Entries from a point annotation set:
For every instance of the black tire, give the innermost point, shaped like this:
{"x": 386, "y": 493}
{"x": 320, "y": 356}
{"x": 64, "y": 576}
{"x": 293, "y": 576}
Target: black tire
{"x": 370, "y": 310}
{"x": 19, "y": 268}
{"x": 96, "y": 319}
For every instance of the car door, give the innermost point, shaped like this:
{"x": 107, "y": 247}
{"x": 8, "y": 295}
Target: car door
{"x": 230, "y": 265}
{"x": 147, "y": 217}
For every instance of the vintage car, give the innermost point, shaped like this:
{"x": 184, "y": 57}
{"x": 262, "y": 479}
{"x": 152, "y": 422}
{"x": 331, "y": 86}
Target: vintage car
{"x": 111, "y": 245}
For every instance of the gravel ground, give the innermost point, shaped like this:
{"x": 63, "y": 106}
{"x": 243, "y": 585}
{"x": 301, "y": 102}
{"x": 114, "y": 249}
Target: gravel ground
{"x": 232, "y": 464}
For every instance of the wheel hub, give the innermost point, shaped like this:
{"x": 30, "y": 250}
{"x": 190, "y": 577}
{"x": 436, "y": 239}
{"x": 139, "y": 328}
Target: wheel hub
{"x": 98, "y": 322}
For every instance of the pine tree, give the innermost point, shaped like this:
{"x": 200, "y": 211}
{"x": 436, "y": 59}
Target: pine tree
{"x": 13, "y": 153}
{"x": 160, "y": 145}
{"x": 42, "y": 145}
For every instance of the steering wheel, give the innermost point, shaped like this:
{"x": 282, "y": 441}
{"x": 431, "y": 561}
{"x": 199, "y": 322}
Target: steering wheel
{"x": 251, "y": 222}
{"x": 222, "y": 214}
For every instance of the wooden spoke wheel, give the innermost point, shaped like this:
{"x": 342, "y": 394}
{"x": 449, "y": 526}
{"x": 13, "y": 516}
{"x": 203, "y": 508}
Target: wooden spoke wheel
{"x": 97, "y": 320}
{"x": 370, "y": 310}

» **SHORT EXERCISE**:
Copy out all of the lines above word for word, with nothing changed.

» **EXERCISE ANSWER**:
For every instance of the black tire, give the innermost point, shaped like this:
{"x": 386, "y": 493}
{"x": 320, "y": 356}
{"x": 64, "y": 576}
{"x": 293, "y": 576}
Target: black tire
{"x": 370, "y": 310}
{"x": 19, "y": 268}
{"x": 96, "y": 319}
For every instance of the car door, give the innermost point, shaped like this:
{"x": 107, "y": 247}
{"x": 8, "y": 295}
Target: car door
{"x": 230, "y": 265}
{"x": 147, "y": 217}
For every instance of the vintage car, give the innermost point, shaped like this:
{"x": 184, "y": 57}
{"x": 262, "y": 479}
{"x": 152, "y": 422}
{"x": 331, "y": 86}
Target: vintage car
{"x": 111, "y": 245}
For every instance of the gravel ground, give the innermost point, shaped like this:
{"x": 63, "y": 106}
{"x": 243, "y": 585}
{"x": 301, "y": 102}
{"x": 114, "y": 249}
Target: gravel ground
{"x": 232, "y": 464}
For every instance of the wheel hub, give the innermost point, shaped like this:
{"x": 30, "y": 250}
{"x": 190, "y": 577}
{"x": 436, "y": 239}
{"x": 139, "y": 328}
Target: wheel hub
{"x": 98, "y": 322}
For every instance of the pine tree, give the innermost point, shaped like this:
{"x": 200, "y": 211}
{"x": 436, "y": 59}
Target: pine tree
{"x": 13, "y": 153}
{"x": 160, "y": 145}
{"x": 42, "y": 145}
For every instance of the steering wheel, give the innermost point, shaped like this:
{"x": 282, "y": 441}
{"x": 431, "y": 561}
{"x": 199, "y": 322}
Target: steering wheel
{"x": 251, "y": 222}
{"x": 222, "y": 214}
For every instance of the wooden spoke wheel, give the innermost point, shaped like this:
{"x": 342, "y": 394}
{"x": 449, "y": 526}
{"x": 13, "y": 516}
{"x": 203, "y": 508}
Target: wooden spoke wheel
{"x": 97, "y": 320}
{"x": 370, "y": 310}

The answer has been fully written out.